Named object pointing entries:
..........

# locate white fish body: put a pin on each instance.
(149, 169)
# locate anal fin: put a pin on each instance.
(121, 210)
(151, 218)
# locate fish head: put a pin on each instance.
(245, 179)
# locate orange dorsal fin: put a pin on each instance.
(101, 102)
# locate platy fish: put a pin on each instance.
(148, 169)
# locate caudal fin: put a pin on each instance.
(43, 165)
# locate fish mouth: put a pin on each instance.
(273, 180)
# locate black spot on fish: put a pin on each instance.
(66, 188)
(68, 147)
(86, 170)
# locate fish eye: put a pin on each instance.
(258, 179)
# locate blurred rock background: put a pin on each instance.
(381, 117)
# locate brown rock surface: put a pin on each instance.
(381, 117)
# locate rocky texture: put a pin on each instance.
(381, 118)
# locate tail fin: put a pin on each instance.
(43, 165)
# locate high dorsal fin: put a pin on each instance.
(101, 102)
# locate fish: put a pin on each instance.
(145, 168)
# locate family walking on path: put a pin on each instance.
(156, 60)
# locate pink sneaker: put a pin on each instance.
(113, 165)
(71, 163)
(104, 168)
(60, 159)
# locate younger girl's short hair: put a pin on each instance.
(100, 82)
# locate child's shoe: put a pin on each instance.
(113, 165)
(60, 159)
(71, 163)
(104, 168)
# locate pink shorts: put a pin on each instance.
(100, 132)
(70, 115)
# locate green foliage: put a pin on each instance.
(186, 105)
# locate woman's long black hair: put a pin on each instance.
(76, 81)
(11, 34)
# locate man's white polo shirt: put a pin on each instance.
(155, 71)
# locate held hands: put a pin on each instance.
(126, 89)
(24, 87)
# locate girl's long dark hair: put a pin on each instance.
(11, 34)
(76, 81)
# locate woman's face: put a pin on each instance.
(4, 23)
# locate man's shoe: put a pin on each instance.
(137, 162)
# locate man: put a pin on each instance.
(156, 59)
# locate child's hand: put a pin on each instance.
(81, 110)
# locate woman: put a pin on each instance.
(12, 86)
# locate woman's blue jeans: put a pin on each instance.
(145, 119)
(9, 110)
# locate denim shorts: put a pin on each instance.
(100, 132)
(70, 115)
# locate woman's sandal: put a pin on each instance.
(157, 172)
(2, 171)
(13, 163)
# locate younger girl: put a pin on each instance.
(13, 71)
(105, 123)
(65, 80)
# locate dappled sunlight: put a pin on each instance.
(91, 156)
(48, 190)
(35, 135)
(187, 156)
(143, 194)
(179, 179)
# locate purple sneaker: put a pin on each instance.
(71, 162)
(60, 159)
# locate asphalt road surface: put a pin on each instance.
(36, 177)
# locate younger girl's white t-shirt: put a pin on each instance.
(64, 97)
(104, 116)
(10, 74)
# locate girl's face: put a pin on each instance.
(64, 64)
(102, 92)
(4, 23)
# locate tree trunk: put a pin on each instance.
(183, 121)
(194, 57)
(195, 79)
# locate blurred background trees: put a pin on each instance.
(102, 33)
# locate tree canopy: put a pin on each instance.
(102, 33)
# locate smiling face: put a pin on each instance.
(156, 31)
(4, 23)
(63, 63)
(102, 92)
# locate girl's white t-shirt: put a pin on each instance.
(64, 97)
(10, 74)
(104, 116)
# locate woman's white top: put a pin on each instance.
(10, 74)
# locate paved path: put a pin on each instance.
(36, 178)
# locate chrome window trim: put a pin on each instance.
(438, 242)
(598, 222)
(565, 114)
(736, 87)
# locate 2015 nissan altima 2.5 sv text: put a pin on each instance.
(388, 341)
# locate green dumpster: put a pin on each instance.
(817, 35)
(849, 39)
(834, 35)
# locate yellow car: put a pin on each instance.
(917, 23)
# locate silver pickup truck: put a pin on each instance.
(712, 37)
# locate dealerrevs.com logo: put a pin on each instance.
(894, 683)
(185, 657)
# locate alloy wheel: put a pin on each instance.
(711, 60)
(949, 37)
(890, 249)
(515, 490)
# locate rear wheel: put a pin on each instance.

..........

== WORK TO BE COMPLETED ==
Can you reproduce all the material exactly?

== REPLY TO THE EXERCISE ==
# locate white fish body: put a pin on each instance.
(149, 169)
# locate anal fin: put a pin on each instance.
(121, 210)
(151, 218)
# locate fish head: put a pin on each instance.
(245, 179)
# locate orange dorsal fin: put a pin on each instance.
(101, 102)
# locate platy fish: put a pin on each instance.
(148, 169)
# locate caudal fin: put a pin on each instance.
(43, 165)
# locate fish mouth: put a pin on each instance.
(273, 180)
# locate black spot on fish: put a pin on each instance.
(66, 188)
(68, 147)
(86, 170)
# locate fish eye: put a pin on each instance.
(258, 179)
# locate blurred rock background: put a pin on each instance.
(381, 117)
# locate brown rock surface: put a pin on each instance.
(381, 117)
# locate rocky texture: put a pin on each instance.
(381, 118)
# locate tail fin: put a pin on each instance.
(43, 165)
# locate high dorsal fin: put a pin on each instance.
(101, 102)
# locate fish: put a pin on each instance.
(145, 168)
# locate family walking on path: put a pin on each instance.
(156, 60)
# locate pink sneaker: put a pin on each instance.
(113, 165)
(71, 163)
(104, 168)
(60, 159)
# locate younger girl's short hair: put a pin on each instance.
(100, 82)
# locate child's shoe: put a pin on each instance.
(113, 165)
(60, 159)
(71, 163)
(104, 168)
# locate pink shorts: put a pin on each instance.
(100, 132)
(70, 115)
# locate green foliage: put a pin on each instance.
(186, 105)
# locate woman's long black hair: put a pin on each instance.
(76, 81)
(11, 34)
# locate man's white polo shirt: put a pin on each instance.
(155, 71)
# locate held hands: put a pin on each instance.
(126, 89)
(24, 87)
# locate girl's long dark hair: put a pin on each instance.
(11, 34)
(76, 81)
# locate woman's face: put a pin on each instance.
(4, 23)
# locate man's shoe: put a pin on each instance.
(137, 162)
# locate man: put a pin on each instance.
(156, 59)
# locate child's hand: put a pin on each instance.
(81, 110)
# locate woman: put a pin on each instance.
(12, 86)
# locate woman's blue jeans: put a pin on each instance.
(145, 119)
(9, 110)
# locate denim shorts: put a pin on each instance.
(100, 132)
(70, 115)
# locate woman's sandal: put a pin on each instance.
(157, 172)
(2, 171)
(13, 163)
# locate younger girl: put a pin on each instance.
(13, 71)
(105, 123)
(65, 80)
# locate dappled sunlight: put a pin on each instance.
(91, 156)
(48, 190)
(35, 135)
(187, 156)
(143, 194)
(179, 179)
# locate purple sneaker: put a pin on each instance.
(71, 162)
(60, 159)
# locate asphalt road surface: put a pin on each instance.
(36, 177)
# locate younger girl's white t-shirt: put a pin on each instance.
(64, 97)
(104, 116)
(10, 74)
# locate girl's face: put a pin on each instance.
(64, 64)
(102, 92)
(4, 23)
# locate tree trunk: put a pin on each instance.
(183, 121)
(194, 57)
(195, 79)
# locate blurred background trees: put a pin on each instance.
(102, 33)
# locate tree canopy: put a pin on each instance.
(102, 33)
# locate smiling face: put a pin on each instance.
(156, 31)
(4, 23)
(63, 63)
(102, 92)
# locate girl's white t-shirt: put a pin on each instance.
(64, 97)
(10, 74)
(104, 116)
# locate woman's white top: put a pin on each instance.
(10, 74)
# locate paved path: put a pin on each instance.
(36, 178)
# locate chrome window trim: put a pin on each instance.
(438, 242)
(598, 222)
(565, 114)
(736, 87)
# locate 2015 nissan altima 2.5 sv text: put a pin on each instance.
(388, 341)
# locate green dumpster: put a pin on each instance.
(817, 35)
(849, 39)
(834, 35)
# locate yellow car: put a pin on each instance.
(917, 23)
# locate silver pickup truck: put a pin on each instance.
(712, 37)
# locate dealerrevs.com logo: put a pin on each instance.
(894, 683)
(185, 657)
# locate alloy wheel: put a pin on each instance.
(711, 60)
(949, 37)
(890, 249)
(515, 490)
# locate rear wheel: put a pin on each instance.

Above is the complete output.